Text to read:
____________

Back Home: Equilibrium

Last week, I went back home, to my parents place, for about 6 days.

I’ve dreaded this for the past few days. It’s the first night.

I wake up at 5 am by my grandfather shouting at my mom for some reason, and her shouting back so he would hear her. I’ve barely gotten any sleep. The shouting makes me want to go in the corner and cover my ears like a little kid. As I am not one anymore, I bite my lips, and wait for the shouting to be over. How does my mom go through this every day, I wonder.

I can barely make it a week.


But I know how. The same way that I jump every hour the first night, panicky and afraid, but by the third night, I only wake up from the shouting in the morning. I call that Equilibrium.

It’s that wicked balance you find when you are in a hard situation you can’t avoid for long period of time.

Your body seeks for a way to adjust, to tolerate things we usually can’t cope with, for the sake of survival. It’s adapting, tolerating the bad, until we are in good enough conditions to change anything about it.

____________

Records from a data collection:

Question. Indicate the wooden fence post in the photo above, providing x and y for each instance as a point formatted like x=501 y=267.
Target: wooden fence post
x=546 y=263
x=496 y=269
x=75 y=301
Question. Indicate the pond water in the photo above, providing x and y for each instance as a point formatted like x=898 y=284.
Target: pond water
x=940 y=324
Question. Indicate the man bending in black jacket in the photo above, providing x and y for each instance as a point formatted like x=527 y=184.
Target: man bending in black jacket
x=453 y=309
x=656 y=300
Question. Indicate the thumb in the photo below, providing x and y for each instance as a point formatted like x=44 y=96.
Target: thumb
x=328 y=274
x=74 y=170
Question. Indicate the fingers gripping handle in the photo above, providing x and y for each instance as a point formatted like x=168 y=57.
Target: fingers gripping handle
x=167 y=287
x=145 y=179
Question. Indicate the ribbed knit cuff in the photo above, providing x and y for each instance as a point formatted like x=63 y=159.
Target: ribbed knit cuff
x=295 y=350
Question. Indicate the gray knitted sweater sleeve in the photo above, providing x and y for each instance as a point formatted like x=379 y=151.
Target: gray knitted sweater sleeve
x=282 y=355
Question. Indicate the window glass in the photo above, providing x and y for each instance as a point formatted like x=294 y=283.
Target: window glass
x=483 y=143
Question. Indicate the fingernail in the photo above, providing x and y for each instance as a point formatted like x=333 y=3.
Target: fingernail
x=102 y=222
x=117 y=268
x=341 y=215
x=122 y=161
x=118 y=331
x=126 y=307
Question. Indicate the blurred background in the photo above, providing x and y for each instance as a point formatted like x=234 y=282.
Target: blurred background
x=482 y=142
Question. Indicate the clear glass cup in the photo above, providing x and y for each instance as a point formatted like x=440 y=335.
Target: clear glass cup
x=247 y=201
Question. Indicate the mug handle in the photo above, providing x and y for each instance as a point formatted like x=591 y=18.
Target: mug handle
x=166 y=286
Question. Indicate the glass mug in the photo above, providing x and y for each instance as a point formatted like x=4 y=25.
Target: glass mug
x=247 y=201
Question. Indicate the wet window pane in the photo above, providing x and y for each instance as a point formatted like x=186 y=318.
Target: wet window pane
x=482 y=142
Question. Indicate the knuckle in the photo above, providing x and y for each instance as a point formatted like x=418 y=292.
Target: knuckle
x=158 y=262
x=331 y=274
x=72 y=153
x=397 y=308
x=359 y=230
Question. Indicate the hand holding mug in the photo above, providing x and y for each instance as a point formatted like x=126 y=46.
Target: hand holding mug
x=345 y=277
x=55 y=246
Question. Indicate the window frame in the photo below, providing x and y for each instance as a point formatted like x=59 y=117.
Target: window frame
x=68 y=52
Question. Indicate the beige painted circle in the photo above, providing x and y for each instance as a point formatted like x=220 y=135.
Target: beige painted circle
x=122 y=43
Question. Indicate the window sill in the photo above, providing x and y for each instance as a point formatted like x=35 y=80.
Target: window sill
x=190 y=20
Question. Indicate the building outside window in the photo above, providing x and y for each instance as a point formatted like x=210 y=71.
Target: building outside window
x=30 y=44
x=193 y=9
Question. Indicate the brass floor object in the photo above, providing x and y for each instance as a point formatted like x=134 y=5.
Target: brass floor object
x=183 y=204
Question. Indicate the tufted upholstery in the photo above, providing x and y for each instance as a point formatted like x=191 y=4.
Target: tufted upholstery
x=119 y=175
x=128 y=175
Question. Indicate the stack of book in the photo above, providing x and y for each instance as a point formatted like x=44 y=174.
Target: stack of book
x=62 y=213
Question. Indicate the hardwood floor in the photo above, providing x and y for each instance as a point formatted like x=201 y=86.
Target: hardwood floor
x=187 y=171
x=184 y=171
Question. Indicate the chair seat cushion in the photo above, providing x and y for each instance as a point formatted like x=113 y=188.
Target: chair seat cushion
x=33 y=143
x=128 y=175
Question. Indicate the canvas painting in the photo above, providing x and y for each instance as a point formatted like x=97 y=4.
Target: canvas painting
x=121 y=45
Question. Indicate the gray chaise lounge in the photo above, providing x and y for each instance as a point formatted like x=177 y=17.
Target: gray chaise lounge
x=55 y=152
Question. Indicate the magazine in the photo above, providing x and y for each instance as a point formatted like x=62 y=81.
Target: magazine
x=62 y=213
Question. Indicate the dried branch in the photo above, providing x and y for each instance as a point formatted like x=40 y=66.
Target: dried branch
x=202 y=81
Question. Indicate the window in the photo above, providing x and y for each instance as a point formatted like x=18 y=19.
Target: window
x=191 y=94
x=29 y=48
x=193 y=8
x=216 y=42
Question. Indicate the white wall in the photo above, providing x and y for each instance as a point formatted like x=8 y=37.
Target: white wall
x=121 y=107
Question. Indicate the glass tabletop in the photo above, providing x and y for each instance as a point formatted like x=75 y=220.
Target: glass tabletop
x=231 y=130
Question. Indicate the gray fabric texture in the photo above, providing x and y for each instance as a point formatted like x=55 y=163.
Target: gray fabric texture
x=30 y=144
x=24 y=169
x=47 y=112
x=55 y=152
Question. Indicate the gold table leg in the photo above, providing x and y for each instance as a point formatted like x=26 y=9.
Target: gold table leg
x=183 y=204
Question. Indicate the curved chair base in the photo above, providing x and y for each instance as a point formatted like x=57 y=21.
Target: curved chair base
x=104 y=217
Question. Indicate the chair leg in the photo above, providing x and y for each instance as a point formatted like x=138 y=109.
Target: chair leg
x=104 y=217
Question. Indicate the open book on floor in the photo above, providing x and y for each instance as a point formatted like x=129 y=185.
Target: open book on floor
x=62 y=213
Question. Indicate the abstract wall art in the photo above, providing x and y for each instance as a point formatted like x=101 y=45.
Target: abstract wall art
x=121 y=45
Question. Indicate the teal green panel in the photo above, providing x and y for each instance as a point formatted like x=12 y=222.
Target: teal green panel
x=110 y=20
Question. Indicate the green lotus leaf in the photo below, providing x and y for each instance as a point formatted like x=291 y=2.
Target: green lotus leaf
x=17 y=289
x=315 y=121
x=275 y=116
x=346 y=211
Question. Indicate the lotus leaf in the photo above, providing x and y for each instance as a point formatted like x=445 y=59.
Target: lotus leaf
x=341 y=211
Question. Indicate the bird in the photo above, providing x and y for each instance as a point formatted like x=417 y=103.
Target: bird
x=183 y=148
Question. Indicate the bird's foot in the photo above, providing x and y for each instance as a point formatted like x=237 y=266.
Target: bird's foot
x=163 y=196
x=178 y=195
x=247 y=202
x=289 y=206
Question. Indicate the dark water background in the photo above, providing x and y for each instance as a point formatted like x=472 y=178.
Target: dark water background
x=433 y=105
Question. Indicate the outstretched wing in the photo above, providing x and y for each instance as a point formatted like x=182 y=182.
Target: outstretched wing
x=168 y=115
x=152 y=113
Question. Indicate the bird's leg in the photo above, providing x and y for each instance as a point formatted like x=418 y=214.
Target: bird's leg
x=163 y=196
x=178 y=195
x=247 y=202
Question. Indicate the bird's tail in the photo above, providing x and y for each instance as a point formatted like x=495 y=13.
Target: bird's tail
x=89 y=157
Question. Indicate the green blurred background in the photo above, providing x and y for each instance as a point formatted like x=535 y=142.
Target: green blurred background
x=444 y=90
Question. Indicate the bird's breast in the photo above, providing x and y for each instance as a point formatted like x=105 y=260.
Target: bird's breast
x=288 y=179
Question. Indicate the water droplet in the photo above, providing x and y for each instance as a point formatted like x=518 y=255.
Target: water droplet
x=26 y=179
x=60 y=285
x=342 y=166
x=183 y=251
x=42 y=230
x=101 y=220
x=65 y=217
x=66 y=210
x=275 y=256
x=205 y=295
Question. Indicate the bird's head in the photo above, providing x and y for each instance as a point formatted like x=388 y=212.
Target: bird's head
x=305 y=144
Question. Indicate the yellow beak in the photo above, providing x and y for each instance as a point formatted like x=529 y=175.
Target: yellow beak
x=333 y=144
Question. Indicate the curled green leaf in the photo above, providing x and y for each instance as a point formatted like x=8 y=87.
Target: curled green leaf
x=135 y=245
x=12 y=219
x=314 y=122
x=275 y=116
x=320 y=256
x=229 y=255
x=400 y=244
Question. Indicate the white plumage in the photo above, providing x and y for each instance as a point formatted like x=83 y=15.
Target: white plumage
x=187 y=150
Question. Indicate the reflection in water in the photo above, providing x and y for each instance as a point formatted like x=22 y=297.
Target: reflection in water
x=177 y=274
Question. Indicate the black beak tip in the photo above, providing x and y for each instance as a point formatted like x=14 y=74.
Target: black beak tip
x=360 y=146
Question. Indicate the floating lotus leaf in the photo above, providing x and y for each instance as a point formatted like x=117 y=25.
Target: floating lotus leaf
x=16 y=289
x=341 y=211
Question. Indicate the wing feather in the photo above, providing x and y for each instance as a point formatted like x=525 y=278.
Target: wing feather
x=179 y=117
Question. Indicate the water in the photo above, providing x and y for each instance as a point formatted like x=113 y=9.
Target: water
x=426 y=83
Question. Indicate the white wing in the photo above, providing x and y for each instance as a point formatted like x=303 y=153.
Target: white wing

____________

What you have to do: Reproduce the entire essay about going back home word for word.

Result for this exercise:
Back Home: Equilibrium

Last week, I went back home, to my parents place, for about 6 days.

I’ve dreaded this for the past few days. It’s the first night.

I wake up at 5 am by my grandfather shouting at my mom for some reason, and her shouting back so he would hear her. I’ve barely gotten any sleep. The shouting makes me want to go in the corner and cover my ears like a little kid. As I am not one anymore, I bite my lips, and wait for the shouting to be over. How does my mom go through this every day, I wonder.

I can barely make it a week.


But I know how. The same way that I jump every hour the first night, panicky and afraid, but by the third night, I only wake up from the shouting in the morning. I call that Equilibrium.

It’s that wicked balance you find when you are in a hard situation you can’t avoid for long period of time.

Your body seeks for a way to adjust, to tolerate things we usually can’t cope with, for the sake of survival. It’s adapting, tolerating the bad, until we are in good enough conditions to change anything about it.